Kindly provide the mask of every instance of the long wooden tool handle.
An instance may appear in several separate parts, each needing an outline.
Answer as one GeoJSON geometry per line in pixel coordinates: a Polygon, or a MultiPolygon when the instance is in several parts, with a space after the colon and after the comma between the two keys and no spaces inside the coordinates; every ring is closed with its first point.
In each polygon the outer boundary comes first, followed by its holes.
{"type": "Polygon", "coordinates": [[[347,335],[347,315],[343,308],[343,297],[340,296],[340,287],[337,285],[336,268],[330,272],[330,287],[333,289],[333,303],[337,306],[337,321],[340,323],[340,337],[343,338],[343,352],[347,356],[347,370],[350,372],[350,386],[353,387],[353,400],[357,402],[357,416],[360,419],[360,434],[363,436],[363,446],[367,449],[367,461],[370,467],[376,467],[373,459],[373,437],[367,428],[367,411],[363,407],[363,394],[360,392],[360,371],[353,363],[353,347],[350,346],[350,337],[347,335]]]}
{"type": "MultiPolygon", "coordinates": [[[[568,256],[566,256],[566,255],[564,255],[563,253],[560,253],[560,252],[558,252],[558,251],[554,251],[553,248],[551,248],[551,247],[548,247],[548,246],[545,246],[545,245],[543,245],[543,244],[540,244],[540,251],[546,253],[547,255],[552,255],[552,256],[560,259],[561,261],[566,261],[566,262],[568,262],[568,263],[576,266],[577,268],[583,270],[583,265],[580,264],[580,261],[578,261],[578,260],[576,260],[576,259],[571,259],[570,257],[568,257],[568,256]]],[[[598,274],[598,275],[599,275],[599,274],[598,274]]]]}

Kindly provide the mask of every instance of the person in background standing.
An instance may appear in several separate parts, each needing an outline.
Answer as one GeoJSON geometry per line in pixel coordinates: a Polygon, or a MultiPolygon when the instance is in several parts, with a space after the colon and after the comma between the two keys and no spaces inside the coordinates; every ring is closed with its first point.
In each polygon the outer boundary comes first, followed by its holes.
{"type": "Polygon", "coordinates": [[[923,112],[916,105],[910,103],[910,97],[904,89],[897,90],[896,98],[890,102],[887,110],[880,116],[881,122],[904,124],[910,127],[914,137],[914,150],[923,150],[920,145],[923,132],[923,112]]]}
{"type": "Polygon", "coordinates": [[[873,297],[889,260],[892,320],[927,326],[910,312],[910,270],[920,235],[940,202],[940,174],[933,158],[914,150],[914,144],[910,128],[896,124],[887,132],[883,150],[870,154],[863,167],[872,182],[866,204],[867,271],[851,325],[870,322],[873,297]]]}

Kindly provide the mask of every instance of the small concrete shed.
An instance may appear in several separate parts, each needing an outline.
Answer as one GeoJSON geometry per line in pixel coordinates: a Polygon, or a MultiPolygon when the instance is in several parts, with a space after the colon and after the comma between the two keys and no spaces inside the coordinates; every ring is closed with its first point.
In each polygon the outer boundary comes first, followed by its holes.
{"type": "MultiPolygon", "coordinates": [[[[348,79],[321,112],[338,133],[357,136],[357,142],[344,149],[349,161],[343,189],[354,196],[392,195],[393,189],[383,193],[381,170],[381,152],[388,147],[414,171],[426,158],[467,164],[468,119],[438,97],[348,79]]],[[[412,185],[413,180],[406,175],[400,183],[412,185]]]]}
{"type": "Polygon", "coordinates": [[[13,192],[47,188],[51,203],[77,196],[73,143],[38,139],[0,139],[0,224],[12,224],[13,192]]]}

==

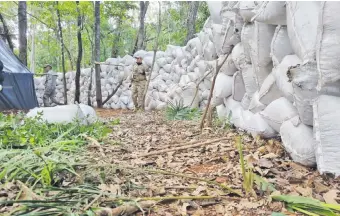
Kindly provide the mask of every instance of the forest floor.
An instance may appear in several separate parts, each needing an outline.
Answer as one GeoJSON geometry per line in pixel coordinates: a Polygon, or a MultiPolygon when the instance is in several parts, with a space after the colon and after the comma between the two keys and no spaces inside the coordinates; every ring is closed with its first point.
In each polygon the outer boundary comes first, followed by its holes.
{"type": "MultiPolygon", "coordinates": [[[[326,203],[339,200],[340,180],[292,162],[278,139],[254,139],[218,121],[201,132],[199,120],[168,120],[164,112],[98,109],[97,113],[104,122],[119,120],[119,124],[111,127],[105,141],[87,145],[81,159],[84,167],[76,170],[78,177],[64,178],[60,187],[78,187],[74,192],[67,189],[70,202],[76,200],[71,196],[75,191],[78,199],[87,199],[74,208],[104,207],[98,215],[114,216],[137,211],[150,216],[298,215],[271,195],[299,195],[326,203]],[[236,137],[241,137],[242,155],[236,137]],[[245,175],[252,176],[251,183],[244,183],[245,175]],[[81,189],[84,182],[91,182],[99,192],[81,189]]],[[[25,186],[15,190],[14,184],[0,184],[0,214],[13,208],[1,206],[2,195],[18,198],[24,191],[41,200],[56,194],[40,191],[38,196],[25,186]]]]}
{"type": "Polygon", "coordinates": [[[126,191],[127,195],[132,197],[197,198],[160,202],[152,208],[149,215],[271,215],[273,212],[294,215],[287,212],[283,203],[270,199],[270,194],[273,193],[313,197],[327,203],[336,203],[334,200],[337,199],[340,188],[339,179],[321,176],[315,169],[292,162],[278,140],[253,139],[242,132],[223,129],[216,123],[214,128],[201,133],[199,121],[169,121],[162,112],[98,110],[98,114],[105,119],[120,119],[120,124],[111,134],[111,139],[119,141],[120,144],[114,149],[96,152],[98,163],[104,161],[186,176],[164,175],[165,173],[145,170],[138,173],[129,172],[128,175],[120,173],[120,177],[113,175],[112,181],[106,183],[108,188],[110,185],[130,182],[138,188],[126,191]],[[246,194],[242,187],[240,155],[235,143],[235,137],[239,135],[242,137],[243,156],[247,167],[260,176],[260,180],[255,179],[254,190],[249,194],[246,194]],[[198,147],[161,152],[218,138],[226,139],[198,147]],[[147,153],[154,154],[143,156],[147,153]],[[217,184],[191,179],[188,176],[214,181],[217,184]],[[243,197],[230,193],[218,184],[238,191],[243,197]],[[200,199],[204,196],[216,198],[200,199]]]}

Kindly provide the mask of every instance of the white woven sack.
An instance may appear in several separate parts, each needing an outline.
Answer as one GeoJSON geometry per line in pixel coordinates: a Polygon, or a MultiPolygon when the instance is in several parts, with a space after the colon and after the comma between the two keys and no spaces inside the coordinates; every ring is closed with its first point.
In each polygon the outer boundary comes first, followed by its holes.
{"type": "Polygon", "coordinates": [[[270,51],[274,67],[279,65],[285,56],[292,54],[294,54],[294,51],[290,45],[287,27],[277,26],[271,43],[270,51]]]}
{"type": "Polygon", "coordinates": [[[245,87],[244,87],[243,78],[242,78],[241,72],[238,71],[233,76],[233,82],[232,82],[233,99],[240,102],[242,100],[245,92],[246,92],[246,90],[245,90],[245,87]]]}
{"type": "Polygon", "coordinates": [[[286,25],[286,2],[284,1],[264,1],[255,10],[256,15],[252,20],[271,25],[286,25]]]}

--

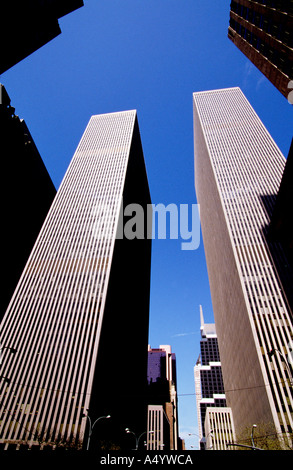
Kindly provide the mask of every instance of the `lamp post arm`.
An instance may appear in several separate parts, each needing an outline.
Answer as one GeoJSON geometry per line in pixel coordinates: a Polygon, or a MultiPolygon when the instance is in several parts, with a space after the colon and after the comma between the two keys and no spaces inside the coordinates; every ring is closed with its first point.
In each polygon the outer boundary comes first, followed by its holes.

→ Work to complete: Wherever a line of the listing above contains the string "mask", copy that line.

→ Task output:
Kindly provide the mask of every instance of the long wooden tool handle.
Kindly provide the mask of every instance of the person in background standing.
Kindly provide the mask of every instance of the small concrete shed.
Kindly provide the mask of every instance of the forest floor.
Kindly provide the mask of every instance of the white woven sack.
Kindly provide the mask of every instance of the `lamp post arm`.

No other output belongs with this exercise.